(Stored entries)

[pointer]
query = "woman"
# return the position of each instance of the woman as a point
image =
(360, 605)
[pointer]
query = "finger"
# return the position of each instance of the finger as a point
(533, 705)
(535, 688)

- **What you will do**
Render every line of the records above as a Markdown table with the columns "No." and "Text", numbering the rows in order and omitting any blank lines.

- **Full answer**
| No. | Text |
|---|---|
| 1 | [pointer] |
| 2 | query = "woman" |
| 3 | # return the position of each instance of the woman as a point |
| 4 | image = |
| 5 | (360, 605) |
| 6 | [pointer] |
| 7 | query = "finger" |
| 8 | # return the position of each instance of the finger as a point |
| 9 | (533, 705) |
| 10 | (535, 688) |